TASK DETAILS:
Reproduce verbatim the stretch of the novel notes from "Characters Giselle Vasco" through "slide into oblivion.".

EXCERPT TO READ:
Content starts

Characters Giselle Vasco is a 22-year-old student who is in her first year of medical school. Giselle’s the smart one and fairly pretty… maybe. She is a compulsive studier that faces a losing battle with anorexia and blames it on her dead father, who she claims never loved her as much as her younger sister, Holly. Within Giselle’s narrative, she carries on a dialogue with the pessimistic side of herself, her inner demon – which, most likely, is her disease. Giselle comes face to face with her own mortality and is destroying herself while those around her are powerless to stop it and can only watch her slide into oblivion.
Holly is nothing like Giselle. She is the better compensated, 14-year-old junior track star of the family; “the golden child”. She is a tom-boy: gorgeous, competitive and fun, with a strong head on her shoulders who relishes in her strength and appetite. Although she may seem like she has it together, she doesn’t. Being half-deaf and schizophrenic, Holly struggles to get through school as well as understand and avert her sister’s illness. We hear through Holly’s voice how Giselle’s disease affects her and her family. Setting
While the current setting of the book is in Canada, the secrets of Giselle’s mother’s and father’s past were formed in Hungary. We get the feeling that we’re in a suburb in modern times. The novel takes place at the Vasco house, the local hospital, St. Sebastian junior high, and very often, inside Giselle and Holly’s head. The whole mood and atmosphere of the novel is very uptight and suffocating. At times, the reader may feel hopeful for Giselle but at other times also annoyed. Conflict The conflict in this book is individual vs. self. Giselle is always battling herself.

Content ends

Stored data
Content starts

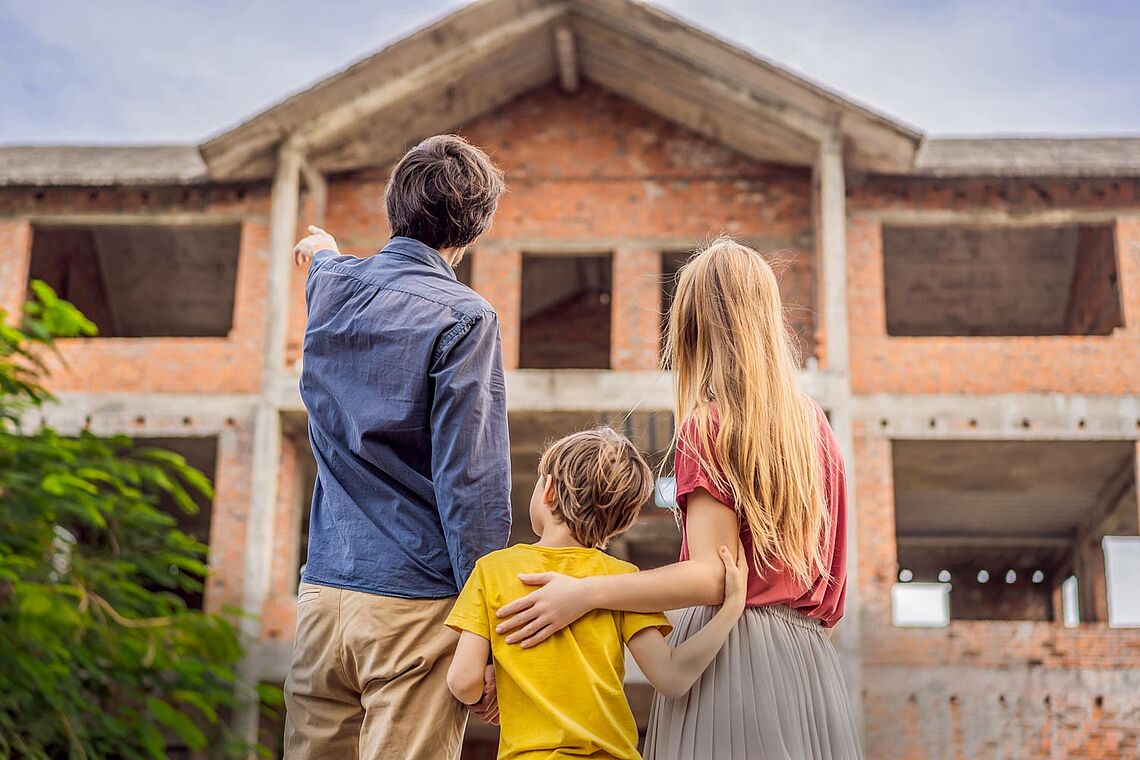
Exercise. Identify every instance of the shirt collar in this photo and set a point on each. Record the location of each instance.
(408, 247)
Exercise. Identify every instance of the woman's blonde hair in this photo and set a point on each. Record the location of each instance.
(729, 343)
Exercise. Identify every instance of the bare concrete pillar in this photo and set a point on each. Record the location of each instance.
(15, 259)
(831, 244)
(831, 226)
(497, 276)
(635, 309)
(267, 434)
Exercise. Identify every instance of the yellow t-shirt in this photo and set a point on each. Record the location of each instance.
(564, 697)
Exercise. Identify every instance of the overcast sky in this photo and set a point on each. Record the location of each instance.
(173, 71)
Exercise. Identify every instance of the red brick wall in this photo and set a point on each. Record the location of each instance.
(593, 168)
(229, 365)
(980, 688)
(881, 364)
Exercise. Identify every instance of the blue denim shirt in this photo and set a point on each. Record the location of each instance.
(402, 378)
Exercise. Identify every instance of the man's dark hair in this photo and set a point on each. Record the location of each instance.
(444, 193)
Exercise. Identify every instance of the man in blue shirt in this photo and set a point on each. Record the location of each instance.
(402, 380)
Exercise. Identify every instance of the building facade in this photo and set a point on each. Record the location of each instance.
(966, 309)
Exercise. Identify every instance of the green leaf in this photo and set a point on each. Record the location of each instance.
(178, 722)
(196, 700)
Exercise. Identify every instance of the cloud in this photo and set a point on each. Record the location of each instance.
(144, 71)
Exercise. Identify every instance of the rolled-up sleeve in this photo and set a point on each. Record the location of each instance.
(471, 452)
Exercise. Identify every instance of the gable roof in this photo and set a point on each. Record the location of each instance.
(102, 165)
(1014, 156)
(490, 51)
(483, 55)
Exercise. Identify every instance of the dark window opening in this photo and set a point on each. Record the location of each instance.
(144, 280)
(1003, 524)
(202, 455)
(566, 312)
(1056, 279)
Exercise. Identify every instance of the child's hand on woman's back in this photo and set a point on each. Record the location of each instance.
(735, 578)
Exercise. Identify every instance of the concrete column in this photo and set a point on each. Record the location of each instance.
(15, 259)
(267, 434)
(635, 309)
(831, 293)
(497, 276)
(831, 226)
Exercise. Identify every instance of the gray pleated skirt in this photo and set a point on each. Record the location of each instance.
(775, 691)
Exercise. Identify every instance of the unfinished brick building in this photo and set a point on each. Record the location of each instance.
(968, 311)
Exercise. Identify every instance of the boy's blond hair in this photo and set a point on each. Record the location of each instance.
(601, 482)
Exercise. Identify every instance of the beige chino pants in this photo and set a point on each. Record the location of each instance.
(368, 679)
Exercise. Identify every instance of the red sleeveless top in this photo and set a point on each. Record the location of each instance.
(821, 599)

Content ends

REPLY TO THE EXERCISE:
Characters Giselle Vasco is a 22-year-old student who is in her first year of medical school. Giselle’s the smart one and fairly pretty… maybe. She is a compulsive studier that faces a losing battle with anorexia and blames it on her dead father, who she claims never loved her as much as her younger sister, Holly. Within Giselle’s narrative, she carries on a dialogue with the pessimistic side of herself, her inner demon – which, most likely, is her disease. Giselle comes face to face with her own mortality and is destroying herself while those around her are powerless to stop it and can only watch her slide into oblivion.